→ **Provided records**:

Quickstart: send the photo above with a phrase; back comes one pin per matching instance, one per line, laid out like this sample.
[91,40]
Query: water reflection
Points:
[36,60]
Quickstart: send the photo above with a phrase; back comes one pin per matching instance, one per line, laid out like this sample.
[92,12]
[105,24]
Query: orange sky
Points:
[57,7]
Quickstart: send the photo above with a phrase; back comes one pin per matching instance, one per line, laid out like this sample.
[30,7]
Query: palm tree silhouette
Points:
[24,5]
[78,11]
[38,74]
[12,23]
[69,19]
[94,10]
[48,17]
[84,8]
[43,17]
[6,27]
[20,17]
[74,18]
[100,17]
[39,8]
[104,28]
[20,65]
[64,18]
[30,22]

→ **What is required**:
Recast every line of the rows above as a JSON list of strings, one string per line, leaving out any blank lines.

→ **Answer below**:
[
  "Quickstart: send the photo above with a phrase; back comes one pin per matching instance, one per line, laid out like this sample.",
  "[91,40]",
  "Query: water reflection",
  "Points:",
  "[36,60]",
  "Quickstart: send the photo above with a phrase; back comes one pin per matching instance, one per line, laid out like this sample.",
  "[92,12]",
  "[105,24]",
  "Query: orange sky",
  "Points:",
  "[57,7]",
  "Quickstart: send the photo above with a phrase; back comes one pin per matching instance, one per line, laid out like this sample.",
  "[30,7]",
  "Query: palm tree silhouette",
  "Points:",
  "[24,5]",
  "[78,11]",
  "[38,74]",
  "[12,23]",
  "[69,19]",
  "[94,10]",
  "[48,17]",
  "[84,8]",
  "[43,17]",
  "[6,27]",
  "[20,17]",
  "[74,18]",
  "[100,17]",
  "[39,8]",
  "[104,28]",
  "[20,65]",
  "[64,18]",
  "[30,22]"
]